■ GOAL OF THE EXERCISE: Take the records below and print them verbatim up to and including the line that carries "Mark one point per instance of the grassy".

■ GIVEN RECORDS:
[Start of section]

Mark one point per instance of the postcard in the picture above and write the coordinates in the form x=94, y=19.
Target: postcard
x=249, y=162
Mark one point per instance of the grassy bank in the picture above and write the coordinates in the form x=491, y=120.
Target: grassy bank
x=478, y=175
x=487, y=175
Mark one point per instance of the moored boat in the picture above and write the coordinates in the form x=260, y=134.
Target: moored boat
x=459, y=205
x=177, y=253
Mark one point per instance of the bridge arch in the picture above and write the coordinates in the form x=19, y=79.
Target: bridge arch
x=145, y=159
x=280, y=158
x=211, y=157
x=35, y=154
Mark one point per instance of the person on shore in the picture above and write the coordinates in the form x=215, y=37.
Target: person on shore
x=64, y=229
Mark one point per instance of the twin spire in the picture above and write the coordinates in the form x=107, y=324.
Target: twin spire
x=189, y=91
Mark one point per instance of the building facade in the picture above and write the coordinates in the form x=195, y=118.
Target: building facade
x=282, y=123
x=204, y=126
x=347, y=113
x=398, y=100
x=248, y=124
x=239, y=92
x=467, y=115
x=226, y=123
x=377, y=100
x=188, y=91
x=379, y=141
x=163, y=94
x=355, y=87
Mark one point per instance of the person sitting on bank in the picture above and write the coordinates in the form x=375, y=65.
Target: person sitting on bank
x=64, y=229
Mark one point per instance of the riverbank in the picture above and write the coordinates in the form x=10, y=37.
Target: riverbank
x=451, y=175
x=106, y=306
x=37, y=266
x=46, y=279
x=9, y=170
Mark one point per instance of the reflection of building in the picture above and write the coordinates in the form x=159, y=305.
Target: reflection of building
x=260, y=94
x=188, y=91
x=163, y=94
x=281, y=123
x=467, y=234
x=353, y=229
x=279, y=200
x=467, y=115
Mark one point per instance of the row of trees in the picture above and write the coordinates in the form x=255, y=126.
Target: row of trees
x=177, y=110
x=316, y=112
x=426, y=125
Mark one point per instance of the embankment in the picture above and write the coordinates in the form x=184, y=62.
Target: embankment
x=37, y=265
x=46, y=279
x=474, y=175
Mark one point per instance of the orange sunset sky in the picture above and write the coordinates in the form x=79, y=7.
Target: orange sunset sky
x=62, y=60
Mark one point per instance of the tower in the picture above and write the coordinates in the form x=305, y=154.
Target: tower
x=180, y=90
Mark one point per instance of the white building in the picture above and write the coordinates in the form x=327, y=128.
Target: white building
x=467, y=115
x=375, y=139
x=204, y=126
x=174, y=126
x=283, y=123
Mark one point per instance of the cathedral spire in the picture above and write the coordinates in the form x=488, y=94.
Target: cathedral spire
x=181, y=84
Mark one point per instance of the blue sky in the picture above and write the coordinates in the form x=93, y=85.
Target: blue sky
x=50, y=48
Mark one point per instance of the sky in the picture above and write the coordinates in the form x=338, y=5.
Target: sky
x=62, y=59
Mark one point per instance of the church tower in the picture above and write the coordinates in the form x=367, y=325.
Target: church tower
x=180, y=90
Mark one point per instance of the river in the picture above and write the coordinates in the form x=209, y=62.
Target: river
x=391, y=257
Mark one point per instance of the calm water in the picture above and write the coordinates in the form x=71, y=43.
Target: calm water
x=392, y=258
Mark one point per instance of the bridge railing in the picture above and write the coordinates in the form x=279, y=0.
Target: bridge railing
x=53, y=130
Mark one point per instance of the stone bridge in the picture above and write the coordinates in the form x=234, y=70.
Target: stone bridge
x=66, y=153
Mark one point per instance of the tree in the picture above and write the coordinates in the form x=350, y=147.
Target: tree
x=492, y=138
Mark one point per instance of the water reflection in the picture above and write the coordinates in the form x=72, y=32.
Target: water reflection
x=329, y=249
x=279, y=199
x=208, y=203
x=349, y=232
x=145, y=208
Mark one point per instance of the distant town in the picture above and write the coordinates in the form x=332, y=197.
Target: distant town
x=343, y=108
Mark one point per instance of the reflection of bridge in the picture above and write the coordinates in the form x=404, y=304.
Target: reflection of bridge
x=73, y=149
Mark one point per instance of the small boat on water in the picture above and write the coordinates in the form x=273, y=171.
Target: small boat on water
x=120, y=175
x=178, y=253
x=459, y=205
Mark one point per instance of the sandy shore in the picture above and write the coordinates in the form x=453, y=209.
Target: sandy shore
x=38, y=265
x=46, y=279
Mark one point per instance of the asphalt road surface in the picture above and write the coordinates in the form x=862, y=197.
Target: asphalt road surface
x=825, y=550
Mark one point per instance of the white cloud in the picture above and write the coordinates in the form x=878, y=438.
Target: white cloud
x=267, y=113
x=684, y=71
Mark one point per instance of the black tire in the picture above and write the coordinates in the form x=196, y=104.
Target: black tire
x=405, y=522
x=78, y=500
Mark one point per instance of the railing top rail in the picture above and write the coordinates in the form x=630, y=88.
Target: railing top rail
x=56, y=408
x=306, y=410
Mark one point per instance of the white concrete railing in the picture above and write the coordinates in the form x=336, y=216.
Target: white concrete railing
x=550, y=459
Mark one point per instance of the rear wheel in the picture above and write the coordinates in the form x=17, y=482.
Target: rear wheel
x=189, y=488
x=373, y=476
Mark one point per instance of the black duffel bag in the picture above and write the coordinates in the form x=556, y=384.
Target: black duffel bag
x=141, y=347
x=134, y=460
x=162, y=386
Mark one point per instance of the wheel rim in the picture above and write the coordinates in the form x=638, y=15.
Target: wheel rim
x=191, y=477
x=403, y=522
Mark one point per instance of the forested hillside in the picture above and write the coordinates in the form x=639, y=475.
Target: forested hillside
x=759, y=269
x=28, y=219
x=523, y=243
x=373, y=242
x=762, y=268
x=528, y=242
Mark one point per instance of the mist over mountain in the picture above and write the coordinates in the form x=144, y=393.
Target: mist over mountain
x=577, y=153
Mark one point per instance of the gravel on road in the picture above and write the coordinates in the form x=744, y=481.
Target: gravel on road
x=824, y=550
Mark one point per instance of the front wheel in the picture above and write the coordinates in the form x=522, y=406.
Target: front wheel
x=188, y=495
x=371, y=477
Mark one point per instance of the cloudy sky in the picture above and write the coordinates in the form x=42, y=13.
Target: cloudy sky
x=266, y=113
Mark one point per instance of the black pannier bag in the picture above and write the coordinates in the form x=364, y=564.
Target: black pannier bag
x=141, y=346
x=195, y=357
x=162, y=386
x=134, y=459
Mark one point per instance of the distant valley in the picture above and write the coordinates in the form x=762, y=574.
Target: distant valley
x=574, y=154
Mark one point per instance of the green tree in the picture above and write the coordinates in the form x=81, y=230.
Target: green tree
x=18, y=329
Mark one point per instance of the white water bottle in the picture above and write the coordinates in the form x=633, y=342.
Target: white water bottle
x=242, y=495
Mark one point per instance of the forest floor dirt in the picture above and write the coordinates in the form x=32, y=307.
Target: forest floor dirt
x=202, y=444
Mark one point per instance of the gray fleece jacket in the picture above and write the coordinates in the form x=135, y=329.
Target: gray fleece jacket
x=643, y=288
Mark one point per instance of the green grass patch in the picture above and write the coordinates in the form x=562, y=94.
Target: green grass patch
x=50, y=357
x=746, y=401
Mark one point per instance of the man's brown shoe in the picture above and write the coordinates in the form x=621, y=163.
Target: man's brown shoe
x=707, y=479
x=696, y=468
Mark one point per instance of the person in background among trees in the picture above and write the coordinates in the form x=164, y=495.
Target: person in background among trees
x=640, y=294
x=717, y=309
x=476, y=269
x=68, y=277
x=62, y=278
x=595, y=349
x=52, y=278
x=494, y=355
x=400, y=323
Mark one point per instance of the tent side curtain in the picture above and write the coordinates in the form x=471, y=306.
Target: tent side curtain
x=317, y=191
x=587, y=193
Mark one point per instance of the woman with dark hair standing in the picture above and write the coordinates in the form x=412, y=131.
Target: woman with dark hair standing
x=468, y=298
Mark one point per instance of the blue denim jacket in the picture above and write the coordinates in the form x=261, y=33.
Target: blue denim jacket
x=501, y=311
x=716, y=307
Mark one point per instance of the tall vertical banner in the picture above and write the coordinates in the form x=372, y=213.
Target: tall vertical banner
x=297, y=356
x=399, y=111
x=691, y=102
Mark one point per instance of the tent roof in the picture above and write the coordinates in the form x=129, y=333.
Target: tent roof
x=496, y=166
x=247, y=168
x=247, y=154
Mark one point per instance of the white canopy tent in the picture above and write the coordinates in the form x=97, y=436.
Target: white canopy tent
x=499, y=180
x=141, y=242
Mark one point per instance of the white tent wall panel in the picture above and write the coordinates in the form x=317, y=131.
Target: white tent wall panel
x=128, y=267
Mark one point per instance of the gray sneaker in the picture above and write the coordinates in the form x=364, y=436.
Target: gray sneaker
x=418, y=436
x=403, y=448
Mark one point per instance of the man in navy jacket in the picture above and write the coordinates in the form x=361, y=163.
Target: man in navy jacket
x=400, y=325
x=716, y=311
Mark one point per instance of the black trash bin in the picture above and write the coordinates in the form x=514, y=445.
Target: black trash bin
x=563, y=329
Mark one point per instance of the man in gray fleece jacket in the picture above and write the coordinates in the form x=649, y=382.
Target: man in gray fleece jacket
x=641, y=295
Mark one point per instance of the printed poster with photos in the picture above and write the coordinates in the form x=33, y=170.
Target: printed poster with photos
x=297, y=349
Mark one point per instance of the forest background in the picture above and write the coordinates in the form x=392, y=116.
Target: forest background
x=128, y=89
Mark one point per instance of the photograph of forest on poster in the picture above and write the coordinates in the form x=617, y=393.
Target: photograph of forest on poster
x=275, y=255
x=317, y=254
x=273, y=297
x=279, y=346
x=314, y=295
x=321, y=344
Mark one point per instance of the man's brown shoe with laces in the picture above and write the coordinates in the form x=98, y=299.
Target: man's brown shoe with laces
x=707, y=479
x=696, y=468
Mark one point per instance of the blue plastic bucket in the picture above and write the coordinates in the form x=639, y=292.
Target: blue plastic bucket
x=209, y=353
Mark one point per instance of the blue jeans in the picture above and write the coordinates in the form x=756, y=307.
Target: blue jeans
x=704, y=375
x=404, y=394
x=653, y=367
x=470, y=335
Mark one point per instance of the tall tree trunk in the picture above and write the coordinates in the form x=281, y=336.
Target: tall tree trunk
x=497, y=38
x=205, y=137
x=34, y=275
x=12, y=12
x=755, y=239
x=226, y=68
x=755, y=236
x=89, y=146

[End of section]

■ ANSWER:
Mark one point per instance of the postcard in the picture above and write the coordinates in the form x=94, y=19.
Target: postcard
x=249, y=162
Mark one point per instance of the grassy bank in the picture above and write the coordinates in the form x=491, y=120.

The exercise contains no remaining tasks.